**Text**
□ □ □ □ □

Published 17 Mar 2026 in physics.hist-ph | (2603.19323v1)

Abstract: Scientific knowledge exhibits three structural features that the standard picture of progressive replacement does not adequately explain: the persistence of superseded theories, the stable coexistence of incompatible frameworks, and the productivity of multiple descriptions of the same domain without any single one being uniquely correct. This paper argues that all three features share a common explanation in the structure of scientific projection. A projection is a principled mapping from underlying complexity to a structured descriptive space that partitions underlying states into compatibility classes, thereby making invariants visible. On this account, every theoretical framework has two separable components - representational structure and substrate interpretation - that can come apart in both logic and history. Two legitimacy criteria govern the adoption of projections: empirical adequacy and ontological consonance. A projection is explanatorily successful when the variation it suppresses within a compatibility class is irrelevant to the invariants the theory seeks to capture. The framework distinguishes two kinds of explanatory cases. Vertical cases - including the Newtonian-Einsteinian transition and Darwin's theory before genetics - exhibit successive refinement, with earlier projections surviving as limiting cases of more general ones. Horizontal cases - including Gresham's Law, traffic flow dynamics, and universality classes in statistical mechanics - reveal level-specific invariants that are constitutively irreducible to finer-grained descriptions. The distinction reconciles scientific realism with principled explanatory pluralism, offers a structural account of theory change, and yields a normative criterion for distinguishing genuine theoretical progress from mere replacement.

□ □ □ □ □

**Task requirements**
According to the abstract, which two legitimacy criteria govern the adoption of projections?

**Point-per-instance localization data**

□ □ □ □ □

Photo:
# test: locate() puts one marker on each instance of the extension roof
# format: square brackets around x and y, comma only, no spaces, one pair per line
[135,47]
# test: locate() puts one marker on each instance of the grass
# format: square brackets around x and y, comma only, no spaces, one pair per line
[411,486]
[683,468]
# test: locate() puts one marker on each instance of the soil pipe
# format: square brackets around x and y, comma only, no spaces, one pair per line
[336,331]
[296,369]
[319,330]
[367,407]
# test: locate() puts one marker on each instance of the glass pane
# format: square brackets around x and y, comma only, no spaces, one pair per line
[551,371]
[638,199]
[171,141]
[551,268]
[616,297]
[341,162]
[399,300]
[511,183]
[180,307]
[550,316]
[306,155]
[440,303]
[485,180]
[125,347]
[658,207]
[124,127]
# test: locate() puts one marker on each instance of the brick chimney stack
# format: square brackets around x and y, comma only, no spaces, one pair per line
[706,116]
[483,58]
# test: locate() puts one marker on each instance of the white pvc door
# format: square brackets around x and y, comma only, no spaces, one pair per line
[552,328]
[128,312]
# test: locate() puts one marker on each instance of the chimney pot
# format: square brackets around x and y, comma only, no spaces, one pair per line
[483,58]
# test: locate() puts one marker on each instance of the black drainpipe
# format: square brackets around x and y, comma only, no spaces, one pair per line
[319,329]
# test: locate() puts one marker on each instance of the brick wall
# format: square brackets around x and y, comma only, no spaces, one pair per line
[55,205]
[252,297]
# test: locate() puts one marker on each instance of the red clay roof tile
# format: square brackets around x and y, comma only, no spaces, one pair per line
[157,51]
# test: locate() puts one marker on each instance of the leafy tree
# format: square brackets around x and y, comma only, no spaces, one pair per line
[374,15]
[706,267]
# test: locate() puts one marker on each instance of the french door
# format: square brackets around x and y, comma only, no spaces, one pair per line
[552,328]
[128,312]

□ □ □ □ □

**Response area**
Empirical adequacy and ontological consonance.